** Data extracts follows **
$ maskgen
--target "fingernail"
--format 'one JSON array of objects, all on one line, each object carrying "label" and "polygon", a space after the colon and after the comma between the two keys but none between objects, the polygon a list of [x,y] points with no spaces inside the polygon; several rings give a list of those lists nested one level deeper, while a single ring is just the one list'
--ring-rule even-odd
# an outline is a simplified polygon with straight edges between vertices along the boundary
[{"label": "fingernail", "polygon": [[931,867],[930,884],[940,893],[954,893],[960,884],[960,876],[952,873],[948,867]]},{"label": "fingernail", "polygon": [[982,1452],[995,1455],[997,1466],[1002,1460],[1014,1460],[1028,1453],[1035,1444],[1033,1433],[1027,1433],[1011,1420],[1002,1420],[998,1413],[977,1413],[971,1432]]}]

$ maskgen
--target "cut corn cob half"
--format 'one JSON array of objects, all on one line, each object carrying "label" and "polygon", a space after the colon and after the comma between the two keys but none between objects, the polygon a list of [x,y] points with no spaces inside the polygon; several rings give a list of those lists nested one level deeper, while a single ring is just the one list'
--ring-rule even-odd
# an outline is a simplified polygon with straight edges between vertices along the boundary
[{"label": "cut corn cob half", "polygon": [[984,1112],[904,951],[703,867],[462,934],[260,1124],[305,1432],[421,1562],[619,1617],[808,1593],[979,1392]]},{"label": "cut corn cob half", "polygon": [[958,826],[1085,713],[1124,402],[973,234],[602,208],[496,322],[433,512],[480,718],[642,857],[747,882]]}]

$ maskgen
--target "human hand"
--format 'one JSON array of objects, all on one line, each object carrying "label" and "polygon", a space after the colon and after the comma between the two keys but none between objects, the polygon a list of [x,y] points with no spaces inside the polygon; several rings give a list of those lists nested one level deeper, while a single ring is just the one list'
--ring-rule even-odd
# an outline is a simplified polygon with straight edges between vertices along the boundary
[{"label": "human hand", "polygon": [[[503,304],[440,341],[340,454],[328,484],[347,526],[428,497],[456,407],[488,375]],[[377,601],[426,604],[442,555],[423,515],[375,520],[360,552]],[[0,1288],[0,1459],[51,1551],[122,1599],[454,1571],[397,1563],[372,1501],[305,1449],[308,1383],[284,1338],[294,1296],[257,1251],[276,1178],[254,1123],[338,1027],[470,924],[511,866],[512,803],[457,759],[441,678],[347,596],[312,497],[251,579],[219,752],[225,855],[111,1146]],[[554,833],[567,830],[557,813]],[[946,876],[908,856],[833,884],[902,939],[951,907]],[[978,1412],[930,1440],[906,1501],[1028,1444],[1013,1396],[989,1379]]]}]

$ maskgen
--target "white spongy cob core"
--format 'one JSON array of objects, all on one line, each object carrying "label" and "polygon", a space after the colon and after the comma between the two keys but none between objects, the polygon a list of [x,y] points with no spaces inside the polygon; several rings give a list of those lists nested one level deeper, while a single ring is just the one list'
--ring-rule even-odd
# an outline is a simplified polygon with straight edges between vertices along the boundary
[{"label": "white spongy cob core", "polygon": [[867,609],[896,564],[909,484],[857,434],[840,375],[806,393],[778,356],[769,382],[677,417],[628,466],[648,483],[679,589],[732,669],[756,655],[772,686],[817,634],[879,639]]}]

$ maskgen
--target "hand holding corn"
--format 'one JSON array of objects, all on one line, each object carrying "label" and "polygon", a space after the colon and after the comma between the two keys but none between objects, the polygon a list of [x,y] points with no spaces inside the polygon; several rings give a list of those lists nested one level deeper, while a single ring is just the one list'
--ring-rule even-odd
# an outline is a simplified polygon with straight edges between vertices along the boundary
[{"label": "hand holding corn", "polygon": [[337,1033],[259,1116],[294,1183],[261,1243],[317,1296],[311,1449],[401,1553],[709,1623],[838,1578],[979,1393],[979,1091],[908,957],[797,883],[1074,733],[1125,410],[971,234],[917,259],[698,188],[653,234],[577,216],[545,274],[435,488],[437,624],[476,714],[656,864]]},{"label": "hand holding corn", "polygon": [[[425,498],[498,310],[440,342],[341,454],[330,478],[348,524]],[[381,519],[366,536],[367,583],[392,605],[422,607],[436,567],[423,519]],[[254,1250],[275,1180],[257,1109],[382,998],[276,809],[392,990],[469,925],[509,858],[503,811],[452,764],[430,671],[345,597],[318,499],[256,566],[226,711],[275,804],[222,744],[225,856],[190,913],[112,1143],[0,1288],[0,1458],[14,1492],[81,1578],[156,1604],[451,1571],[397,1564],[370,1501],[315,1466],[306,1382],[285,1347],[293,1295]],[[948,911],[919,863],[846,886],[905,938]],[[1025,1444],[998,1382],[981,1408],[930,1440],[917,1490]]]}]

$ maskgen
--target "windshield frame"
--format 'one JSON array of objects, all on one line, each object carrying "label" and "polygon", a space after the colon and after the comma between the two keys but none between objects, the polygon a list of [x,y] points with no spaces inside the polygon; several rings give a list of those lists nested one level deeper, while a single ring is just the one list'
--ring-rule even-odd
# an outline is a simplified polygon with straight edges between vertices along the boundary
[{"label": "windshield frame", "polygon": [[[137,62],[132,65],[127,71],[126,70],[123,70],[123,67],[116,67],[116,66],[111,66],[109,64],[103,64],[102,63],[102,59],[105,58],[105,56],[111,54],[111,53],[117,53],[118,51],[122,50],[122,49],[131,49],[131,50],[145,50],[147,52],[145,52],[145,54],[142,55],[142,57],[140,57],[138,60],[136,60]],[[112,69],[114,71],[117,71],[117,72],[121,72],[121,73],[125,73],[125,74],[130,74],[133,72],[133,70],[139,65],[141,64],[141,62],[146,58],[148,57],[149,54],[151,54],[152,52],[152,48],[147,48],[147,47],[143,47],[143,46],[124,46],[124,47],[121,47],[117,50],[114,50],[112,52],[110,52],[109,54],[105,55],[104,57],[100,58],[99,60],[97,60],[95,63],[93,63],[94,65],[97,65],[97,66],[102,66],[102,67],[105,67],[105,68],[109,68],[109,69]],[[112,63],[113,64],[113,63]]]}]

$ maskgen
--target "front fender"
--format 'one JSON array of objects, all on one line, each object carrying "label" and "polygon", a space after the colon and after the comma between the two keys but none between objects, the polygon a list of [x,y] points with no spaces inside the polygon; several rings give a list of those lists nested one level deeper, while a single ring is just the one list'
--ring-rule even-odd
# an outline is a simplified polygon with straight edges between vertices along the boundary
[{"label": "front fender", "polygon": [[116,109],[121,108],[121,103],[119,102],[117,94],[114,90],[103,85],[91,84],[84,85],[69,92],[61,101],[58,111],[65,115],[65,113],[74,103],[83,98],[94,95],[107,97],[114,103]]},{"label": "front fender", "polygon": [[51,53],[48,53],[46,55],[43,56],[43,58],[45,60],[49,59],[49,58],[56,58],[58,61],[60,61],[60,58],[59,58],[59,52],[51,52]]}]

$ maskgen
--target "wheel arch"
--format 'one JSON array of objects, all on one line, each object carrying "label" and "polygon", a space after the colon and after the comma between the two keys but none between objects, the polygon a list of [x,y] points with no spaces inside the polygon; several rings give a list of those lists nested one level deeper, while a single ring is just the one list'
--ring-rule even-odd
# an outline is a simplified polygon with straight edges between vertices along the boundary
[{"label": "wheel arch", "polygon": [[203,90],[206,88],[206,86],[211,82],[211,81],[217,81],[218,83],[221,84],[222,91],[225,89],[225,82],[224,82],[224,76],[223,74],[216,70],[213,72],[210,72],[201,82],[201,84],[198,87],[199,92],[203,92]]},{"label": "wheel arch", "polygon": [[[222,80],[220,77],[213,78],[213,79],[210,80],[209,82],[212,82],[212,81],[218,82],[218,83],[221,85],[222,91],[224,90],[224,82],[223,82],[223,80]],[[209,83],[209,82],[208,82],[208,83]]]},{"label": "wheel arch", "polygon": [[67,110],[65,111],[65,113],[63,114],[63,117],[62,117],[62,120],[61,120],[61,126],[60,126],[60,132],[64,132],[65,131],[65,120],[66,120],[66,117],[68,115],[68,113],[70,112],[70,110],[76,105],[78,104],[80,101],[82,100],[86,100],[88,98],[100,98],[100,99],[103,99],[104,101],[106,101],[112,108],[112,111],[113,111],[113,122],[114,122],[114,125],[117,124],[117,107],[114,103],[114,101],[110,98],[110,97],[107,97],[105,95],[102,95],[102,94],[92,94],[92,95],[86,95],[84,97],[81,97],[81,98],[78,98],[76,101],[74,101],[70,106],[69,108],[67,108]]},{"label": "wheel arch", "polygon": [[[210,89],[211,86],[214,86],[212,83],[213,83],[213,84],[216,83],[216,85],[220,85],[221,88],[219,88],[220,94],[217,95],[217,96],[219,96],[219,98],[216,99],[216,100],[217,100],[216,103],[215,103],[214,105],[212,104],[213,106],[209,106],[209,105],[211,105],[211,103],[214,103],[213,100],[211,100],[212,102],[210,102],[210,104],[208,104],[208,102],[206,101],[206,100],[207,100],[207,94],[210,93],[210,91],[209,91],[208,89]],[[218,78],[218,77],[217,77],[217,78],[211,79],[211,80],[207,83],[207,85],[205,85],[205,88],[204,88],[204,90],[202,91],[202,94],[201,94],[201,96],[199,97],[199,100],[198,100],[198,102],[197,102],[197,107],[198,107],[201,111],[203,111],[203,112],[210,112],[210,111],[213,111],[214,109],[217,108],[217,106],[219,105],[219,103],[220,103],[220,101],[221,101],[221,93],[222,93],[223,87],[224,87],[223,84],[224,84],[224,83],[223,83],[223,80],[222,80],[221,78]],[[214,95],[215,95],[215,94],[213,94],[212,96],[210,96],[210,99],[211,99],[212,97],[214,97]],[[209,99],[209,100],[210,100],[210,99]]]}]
** End of Data extracts **
- Work instructions: Scan the preceding listing for the string "target" and copy every line where it occurs.

- Problem solution:
--target "fingernail"
--target "cut corn cob half"
--target "human hand"
--target "white spongy cob core"
--target "hand holding corn"
--target "windshield frame"
--target "front fender"
--target "wheel arch"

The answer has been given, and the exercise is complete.